What you will do
Look through the listing below and report every line that contains "tree".

Input records
• • •
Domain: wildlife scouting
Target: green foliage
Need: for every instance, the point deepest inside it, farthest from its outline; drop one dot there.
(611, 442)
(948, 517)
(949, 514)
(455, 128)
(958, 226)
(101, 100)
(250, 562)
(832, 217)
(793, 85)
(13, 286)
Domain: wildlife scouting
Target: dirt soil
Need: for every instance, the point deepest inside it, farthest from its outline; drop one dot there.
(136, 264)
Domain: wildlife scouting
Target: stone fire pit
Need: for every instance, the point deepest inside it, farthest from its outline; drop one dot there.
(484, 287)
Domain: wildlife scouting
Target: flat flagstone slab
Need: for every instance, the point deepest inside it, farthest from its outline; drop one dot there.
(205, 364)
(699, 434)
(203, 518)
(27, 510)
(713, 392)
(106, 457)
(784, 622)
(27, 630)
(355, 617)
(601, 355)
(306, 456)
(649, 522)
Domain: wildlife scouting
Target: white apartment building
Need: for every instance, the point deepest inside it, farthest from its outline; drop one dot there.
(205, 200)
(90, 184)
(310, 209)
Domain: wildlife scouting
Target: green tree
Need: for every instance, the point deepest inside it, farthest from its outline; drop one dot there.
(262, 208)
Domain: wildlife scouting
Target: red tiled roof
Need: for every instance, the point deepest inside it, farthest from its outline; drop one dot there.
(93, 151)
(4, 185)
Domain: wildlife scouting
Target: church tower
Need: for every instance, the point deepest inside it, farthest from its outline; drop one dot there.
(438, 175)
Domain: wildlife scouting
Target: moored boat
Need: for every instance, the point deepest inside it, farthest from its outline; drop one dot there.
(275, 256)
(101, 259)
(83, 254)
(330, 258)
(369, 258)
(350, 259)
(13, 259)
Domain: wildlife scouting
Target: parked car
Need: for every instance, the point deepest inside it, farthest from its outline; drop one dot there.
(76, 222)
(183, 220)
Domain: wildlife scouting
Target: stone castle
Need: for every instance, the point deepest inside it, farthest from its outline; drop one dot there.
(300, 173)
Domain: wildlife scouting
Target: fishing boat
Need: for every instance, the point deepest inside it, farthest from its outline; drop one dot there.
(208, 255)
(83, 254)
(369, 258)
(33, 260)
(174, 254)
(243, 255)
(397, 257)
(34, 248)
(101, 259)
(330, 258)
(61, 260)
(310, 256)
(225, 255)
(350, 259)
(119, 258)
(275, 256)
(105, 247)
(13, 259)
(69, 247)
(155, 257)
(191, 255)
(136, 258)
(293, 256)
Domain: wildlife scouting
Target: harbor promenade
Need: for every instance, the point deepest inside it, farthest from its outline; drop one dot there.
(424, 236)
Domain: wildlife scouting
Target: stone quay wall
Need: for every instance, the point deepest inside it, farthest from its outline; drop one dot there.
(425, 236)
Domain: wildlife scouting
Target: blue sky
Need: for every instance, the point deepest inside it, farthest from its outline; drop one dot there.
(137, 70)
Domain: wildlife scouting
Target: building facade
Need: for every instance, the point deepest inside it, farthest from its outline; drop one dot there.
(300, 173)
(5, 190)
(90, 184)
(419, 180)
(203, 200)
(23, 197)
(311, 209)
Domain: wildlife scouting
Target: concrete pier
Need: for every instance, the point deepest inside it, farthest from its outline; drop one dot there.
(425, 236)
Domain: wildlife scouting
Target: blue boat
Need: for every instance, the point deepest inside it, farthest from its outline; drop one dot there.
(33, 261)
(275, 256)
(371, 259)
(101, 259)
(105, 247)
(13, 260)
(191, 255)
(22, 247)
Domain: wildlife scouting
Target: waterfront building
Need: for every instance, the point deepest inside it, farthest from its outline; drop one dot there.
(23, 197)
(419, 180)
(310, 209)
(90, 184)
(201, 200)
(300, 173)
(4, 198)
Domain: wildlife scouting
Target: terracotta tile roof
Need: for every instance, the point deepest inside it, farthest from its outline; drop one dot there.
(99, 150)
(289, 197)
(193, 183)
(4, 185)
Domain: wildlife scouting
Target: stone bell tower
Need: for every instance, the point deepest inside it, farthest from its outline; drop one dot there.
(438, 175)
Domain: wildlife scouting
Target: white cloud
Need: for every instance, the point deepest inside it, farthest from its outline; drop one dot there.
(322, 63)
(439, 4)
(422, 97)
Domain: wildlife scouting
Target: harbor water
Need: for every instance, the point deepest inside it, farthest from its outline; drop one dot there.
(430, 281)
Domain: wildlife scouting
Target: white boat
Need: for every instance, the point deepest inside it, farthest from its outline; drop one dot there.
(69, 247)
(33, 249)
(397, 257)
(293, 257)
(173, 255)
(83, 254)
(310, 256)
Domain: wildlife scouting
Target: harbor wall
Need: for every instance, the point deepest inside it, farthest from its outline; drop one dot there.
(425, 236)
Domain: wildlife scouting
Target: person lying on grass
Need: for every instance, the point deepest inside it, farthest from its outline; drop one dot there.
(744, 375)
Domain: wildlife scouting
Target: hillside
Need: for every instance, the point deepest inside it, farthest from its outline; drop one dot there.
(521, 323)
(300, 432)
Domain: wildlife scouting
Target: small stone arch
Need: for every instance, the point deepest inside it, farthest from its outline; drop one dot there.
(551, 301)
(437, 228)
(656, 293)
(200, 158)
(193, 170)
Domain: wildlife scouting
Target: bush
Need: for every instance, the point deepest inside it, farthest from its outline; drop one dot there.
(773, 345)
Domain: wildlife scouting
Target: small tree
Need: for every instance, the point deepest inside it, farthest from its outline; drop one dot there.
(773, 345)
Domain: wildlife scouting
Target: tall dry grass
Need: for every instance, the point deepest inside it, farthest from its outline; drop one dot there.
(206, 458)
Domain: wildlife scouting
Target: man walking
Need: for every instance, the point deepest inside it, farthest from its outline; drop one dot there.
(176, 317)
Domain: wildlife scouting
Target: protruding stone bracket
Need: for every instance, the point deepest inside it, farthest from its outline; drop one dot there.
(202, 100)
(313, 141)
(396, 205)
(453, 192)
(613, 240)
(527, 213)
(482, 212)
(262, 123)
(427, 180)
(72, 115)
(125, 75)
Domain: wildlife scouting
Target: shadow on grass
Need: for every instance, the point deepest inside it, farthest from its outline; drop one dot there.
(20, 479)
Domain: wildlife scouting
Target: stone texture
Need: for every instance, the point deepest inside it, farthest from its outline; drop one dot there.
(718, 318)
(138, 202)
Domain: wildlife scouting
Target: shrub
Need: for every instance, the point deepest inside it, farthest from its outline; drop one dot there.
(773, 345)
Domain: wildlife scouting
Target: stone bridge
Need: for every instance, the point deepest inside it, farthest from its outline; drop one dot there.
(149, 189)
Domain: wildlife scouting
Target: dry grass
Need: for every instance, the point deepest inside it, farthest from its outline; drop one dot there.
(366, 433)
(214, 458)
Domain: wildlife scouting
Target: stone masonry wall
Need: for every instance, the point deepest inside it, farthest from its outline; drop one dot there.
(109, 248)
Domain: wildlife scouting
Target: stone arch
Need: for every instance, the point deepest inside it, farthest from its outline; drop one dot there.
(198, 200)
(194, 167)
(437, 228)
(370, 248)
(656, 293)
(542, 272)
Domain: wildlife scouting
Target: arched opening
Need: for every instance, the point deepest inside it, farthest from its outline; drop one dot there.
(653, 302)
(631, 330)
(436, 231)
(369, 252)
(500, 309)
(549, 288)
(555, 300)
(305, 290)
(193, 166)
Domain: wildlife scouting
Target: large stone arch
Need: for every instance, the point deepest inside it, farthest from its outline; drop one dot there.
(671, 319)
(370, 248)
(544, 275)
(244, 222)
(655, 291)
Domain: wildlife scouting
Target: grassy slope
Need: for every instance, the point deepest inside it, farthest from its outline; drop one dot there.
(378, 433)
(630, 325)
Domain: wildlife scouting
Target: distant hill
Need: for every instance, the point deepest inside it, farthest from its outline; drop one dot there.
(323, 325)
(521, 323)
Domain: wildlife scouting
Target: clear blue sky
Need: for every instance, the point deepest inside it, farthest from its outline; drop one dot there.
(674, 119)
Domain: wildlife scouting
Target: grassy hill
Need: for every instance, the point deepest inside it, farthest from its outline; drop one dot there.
• • •
Written reply
Target: green tree
Target: small tree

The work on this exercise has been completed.